## start

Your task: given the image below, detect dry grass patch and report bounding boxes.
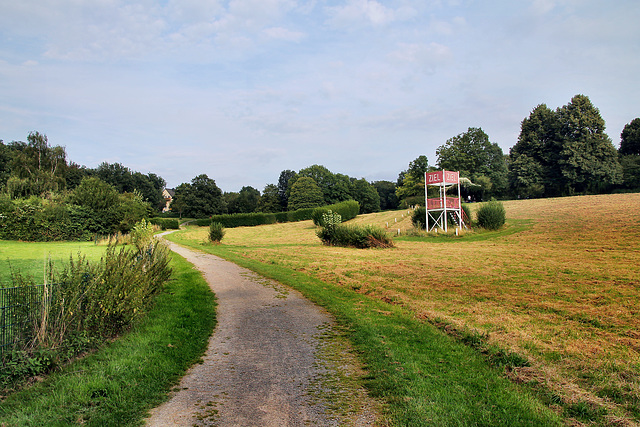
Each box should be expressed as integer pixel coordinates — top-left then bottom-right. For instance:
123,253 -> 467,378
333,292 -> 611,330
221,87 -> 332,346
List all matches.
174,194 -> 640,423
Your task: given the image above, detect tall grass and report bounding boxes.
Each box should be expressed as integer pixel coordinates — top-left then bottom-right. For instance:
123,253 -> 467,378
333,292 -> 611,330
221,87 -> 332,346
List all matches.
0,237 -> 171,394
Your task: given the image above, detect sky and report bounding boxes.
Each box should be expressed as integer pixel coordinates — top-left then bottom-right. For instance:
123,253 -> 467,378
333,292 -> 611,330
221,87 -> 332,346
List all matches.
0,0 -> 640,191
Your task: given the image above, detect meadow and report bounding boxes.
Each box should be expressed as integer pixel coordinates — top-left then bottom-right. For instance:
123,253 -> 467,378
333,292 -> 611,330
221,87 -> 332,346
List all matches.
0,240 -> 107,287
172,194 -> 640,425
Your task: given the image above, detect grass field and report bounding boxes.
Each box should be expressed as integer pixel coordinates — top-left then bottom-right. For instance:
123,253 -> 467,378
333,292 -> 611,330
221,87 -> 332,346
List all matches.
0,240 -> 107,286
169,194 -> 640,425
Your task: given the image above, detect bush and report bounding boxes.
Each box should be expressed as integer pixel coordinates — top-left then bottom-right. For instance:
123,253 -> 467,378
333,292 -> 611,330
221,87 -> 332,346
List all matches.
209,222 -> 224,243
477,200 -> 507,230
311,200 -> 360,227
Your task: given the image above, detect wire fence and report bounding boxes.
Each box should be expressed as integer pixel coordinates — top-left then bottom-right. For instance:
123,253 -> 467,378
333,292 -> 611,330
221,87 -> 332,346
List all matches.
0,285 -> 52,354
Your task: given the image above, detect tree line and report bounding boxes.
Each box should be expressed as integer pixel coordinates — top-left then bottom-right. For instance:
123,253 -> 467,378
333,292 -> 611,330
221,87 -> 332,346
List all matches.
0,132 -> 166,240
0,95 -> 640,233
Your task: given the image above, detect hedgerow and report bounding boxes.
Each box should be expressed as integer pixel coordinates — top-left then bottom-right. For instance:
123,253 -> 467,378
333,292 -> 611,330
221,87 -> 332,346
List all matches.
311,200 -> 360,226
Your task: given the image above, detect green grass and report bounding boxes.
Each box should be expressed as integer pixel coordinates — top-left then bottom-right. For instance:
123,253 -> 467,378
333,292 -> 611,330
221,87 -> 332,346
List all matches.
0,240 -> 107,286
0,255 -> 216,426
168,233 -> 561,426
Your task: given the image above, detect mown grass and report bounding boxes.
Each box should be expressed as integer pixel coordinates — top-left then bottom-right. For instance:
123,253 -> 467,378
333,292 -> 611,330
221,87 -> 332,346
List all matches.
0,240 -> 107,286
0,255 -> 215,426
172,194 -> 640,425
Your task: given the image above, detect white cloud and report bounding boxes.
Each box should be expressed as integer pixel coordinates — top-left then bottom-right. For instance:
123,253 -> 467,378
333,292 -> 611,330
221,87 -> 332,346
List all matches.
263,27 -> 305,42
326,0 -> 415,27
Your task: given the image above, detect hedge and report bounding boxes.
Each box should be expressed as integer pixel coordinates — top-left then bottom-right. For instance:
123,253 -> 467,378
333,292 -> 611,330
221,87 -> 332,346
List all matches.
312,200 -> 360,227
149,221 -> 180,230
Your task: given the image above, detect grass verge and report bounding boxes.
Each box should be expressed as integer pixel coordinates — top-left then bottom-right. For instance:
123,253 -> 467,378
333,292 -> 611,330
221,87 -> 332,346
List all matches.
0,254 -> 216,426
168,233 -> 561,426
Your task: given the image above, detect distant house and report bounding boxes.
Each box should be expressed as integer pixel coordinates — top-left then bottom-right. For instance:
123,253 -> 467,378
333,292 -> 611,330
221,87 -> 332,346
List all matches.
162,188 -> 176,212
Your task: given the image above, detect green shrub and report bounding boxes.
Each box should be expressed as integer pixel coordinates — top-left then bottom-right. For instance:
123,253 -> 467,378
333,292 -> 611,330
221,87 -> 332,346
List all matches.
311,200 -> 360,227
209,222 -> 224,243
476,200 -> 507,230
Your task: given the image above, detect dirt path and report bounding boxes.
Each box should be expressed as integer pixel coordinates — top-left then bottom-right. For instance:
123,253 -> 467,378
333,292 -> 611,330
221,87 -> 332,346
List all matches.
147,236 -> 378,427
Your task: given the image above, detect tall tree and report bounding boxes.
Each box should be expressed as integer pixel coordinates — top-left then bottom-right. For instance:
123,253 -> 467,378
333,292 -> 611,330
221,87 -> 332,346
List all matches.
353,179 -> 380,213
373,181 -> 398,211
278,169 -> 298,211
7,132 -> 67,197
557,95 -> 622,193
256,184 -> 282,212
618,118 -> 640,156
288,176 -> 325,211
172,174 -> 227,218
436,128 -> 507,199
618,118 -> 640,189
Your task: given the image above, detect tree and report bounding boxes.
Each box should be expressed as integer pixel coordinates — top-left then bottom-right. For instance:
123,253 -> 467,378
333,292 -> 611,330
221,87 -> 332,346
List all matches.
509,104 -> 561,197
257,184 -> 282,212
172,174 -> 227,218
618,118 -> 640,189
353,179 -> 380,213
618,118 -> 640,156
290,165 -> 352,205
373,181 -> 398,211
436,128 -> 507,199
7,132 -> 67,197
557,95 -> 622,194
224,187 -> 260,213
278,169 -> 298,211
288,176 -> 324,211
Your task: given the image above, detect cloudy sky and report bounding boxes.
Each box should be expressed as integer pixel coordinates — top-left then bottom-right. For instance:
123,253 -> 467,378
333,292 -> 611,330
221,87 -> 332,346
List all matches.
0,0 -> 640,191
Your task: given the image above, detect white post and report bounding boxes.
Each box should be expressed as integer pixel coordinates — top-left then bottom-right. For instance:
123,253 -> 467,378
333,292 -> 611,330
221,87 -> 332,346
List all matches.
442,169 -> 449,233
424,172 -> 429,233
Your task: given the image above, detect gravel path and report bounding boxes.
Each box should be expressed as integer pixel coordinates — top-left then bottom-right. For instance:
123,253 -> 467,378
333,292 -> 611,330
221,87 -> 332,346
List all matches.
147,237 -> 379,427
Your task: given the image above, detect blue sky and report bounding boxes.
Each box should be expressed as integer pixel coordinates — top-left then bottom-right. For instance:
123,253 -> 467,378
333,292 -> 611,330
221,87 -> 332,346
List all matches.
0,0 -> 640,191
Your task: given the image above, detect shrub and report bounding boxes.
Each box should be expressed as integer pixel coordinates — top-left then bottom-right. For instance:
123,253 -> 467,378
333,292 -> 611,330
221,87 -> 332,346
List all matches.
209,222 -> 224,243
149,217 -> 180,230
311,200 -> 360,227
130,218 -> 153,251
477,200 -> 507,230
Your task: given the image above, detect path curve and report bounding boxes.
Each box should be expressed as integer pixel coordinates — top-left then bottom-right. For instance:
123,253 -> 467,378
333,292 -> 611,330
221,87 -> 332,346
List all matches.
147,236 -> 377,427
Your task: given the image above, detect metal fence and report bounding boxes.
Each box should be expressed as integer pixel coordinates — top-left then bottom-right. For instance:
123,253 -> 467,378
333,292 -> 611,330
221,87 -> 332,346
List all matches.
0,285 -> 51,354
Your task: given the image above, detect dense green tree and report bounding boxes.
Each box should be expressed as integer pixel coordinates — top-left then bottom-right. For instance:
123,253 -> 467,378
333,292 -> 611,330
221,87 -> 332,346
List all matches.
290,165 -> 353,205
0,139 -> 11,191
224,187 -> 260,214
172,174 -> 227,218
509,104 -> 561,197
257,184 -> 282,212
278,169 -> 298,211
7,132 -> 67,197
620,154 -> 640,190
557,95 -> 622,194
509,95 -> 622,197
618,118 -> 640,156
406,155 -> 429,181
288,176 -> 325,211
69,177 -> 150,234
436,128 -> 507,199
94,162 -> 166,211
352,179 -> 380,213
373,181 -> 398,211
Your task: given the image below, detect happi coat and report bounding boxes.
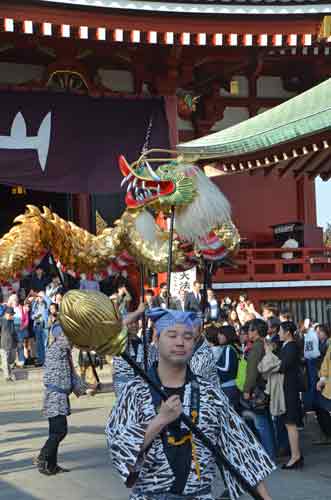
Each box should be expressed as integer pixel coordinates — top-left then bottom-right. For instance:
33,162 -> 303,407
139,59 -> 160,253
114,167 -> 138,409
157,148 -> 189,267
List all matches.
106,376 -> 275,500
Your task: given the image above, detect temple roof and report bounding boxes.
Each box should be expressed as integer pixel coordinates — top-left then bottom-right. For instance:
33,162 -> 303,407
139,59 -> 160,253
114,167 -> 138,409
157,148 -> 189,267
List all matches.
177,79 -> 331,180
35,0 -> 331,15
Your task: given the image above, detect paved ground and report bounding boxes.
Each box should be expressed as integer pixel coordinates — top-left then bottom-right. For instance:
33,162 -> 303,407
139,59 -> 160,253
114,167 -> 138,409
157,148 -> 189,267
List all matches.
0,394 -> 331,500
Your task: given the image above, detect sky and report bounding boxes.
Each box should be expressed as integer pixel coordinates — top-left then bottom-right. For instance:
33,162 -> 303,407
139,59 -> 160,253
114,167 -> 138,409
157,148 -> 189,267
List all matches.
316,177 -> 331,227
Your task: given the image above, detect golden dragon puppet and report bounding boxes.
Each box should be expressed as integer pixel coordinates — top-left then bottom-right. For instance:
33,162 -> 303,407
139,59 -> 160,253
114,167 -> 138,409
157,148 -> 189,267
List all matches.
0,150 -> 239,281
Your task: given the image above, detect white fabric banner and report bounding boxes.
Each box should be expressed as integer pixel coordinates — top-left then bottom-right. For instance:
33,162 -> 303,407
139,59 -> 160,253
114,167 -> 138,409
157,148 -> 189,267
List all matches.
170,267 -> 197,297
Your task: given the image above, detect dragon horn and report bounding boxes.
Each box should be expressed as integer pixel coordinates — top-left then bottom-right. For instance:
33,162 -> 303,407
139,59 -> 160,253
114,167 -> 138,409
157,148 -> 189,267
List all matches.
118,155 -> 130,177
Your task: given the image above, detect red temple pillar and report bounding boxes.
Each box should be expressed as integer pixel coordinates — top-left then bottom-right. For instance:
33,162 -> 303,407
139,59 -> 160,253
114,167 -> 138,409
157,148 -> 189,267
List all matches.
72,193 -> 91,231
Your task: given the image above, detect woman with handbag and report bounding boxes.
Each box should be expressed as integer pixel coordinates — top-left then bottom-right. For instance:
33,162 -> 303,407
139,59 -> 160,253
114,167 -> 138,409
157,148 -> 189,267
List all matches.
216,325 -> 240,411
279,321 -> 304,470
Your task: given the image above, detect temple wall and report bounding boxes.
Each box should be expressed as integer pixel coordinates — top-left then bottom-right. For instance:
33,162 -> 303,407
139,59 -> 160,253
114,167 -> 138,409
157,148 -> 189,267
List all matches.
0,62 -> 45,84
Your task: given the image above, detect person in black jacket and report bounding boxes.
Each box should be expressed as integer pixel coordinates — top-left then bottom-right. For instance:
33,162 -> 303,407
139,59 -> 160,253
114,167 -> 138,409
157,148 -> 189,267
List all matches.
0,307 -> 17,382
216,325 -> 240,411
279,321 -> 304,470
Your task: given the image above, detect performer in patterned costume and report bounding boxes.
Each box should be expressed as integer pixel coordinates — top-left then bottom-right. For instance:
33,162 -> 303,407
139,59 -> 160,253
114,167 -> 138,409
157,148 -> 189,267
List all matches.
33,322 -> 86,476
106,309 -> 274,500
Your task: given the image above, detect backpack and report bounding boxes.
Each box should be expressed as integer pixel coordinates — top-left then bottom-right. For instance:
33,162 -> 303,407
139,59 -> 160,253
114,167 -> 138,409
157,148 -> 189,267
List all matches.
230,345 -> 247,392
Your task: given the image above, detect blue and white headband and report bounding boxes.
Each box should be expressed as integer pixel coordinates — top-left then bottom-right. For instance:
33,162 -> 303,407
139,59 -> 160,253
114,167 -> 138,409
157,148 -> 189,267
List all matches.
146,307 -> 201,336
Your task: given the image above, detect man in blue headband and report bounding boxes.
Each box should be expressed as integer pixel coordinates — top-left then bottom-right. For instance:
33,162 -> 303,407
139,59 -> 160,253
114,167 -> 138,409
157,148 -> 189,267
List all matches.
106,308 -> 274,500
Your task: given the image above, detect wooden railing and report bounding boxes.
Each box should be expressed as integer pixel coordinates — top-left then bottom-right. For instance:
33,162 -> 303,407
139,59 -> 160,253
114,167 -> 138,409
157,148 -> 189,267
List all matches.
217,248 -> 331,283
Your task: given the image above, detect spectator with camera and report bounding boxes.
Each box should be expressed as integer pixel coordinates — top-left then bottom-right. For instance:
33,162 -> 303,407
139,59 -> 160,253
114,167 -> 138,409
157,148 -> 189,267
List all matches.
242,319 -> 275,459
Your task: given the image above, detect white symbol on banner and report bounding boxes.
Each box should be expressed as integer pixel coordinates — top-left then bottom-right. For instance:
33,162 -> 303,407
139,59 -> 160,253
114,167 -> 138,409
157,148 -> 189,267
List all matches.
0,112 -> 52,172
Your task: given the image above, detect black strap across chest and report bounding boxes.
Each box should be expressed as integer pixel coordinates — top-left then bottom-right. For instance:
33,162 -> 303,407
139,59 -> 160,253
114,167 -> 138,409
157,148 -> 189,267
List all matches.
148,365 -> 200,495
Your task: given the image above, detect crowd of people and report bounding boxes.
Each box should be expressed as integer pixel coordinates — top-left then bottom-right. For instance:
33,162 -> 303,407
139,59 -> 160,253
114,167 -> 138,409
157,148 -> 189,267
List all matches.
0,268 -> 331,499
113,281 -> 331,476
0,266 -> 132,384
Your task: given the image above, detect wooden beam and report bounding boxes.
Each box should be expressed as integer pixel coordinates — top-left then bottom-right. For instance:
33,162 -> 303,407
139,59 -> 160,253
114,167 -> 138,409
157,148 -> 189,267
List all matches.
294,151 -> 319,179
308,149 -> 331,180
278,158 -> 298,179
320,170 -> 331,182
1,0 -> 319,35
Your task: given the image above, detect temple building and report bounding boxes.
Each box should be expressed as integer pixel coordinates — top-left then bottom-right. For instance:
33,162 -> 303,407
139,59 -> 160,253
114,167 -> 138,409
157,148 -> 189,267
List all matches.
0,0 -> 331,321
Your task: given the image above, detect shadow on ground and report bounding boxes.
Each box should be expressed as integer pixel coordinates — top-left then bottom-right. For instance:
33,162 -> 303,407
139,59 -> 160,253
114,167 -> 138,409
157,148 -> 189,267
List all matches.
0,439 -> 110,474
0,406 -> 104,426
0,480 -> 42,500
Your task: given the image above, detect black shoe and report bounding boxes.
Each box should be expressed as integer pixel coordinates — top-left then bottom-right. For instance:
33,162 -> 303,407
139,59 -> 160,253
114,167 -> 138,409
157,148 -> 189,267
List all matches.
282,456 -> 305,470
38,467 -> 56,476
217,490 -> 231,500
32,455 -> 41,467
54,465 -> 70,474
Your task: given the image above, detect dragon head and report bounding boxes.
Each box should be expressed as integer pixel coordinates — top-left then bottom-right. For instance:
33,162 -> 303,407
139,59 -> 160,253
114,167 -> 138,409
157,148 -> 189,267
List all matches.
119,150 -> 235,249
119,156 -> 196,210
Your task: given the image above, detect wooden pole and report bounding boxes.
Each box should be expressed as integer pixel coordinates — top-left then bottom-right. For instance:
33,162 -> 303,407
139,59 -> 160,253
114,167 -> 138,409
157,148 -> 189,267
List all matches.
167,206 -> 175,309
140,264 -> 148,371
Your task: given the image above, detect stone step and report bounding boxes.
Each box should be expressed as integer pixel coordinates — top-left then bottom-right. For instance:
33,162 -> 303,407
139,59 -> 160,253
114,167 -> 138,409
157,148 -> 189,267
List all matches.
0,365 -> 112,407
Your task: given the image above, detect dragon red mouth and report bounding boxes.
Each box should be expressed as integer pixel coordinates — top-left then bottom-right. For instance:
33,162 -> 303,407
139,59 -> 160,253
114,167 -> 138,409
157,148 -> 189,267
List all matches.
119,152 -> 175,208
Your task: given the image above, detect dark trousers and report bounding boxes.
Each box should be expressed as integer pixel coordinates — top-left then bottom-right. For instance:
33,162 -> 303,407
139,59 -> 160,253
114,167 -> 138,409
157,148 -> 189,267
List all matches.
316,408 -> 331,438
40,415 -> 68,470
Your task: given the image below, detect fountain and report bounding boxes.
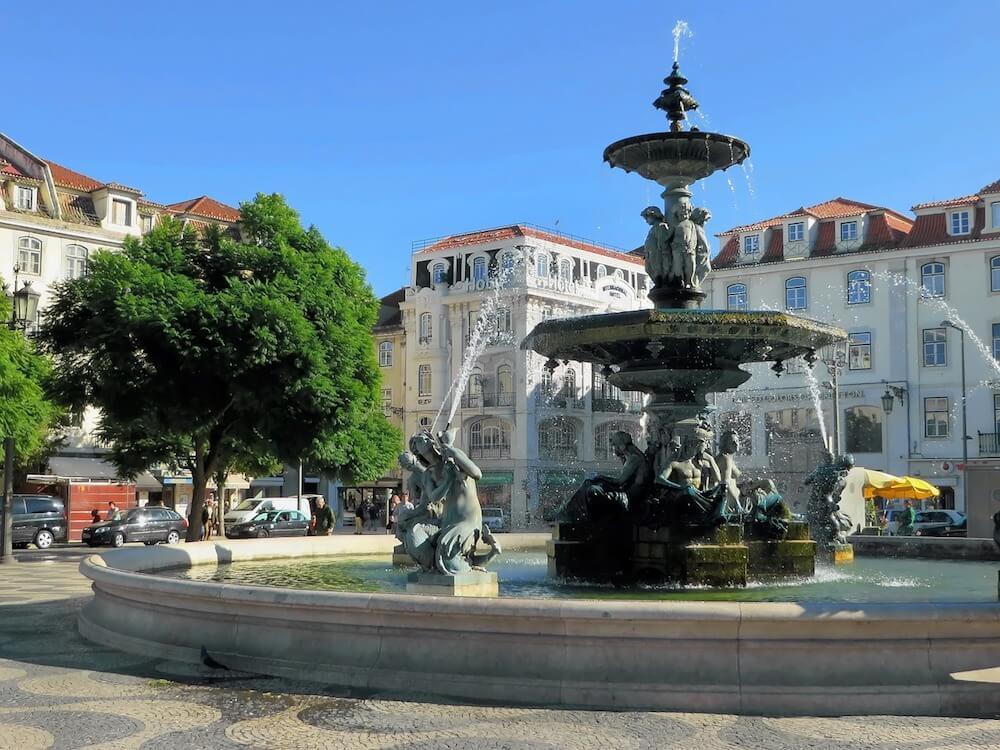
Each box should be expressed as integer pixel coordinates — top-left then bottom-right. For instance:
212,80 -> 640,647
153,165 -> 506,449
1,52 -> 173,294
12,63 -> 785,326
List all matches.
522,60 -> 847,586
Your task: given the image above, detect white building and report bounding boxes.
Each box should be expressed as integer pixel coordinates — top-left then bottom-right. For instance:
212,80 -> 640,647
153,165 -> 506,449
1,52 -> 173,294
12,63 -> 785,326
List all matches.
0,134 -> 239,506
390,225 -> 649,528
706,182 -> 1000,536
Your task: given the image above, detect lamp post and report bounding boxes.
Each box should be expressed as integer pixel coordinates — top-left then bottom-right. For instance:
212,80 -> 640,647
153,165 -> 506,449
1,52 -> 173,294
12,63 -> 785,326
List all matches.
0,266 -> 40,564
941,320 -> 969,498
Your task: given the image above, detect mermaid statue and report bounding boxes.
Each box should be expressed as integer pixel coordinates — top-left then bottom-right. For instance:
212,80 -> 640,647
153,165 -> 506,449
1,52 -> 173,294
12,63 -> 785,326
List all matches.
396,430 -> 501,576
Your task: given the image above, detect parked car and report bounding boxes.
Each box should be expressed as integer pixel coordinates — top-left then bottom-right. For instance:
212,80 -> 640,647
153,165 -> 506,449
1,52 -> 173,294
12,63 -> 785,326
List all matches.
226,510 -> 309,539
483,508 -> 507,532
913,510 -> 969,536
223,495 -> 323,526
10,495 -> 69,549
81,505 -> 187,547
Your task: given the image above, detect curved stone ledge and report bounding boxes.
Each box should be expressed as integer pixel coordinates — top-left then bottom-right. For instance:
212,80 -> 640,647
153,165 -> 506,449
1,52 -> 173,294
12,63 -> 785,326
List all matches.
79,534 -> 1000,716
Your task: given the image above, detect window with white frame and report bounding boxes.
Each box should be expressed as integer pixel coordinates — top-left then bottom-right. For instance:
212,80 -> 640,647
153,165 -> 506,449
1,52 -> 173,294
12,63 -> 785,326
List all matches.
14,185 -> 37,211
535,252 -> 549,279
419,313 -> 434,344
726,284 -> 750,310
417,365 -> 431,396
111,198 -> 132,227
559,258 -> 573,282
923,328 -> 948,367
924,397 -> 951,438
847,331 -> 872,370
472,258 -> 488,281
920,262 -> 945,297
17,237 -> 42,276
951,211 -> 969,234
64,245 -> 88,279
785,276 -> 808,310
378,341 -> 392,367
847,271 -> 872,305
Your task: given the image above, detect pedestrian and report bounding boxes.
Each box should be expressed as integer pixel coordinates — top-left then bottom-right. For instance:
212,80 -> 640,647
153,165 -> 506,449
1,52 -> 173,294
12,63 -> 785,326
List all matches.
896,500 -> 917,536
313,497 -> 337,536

## end

SET PROBLEM. Rewrite the lines from the line with "Your task: given the image above, detect mermaid" up to and including the line with "81,505 -> 187,547", putting "stopped car" wherever "parked car" appears and changing nothing else. Give only those lines.

RESULT FOR THIS TASK.
Your task: given the image above, detect mermaid statue and report bounding boxes.
Each box should be expressed as integer pixel coordinates — top-left then bottom-right. For instance:
212,80 -> 640,647
153,165 -> 506,449
1,52 -> 173,294
12,63 -> 785,326
List all matches.
396,430 -> 501,576
Your task: given the image above, detect stopped car and report bounding boxes.
Each box should be expressed as integer pixel coordinates — top-left then bottom-right. For instance:
212,80 -> 640,647
153,165 -> 506,449
1,52 -> 173,294
12,63 -> 785,326
List all matches.
226,510 -> 309,539
483,508 -> 507,532
913,510 -> 969,536
223,495 -> 323,526
10,495 -> 69,549
81,505 -> 187,547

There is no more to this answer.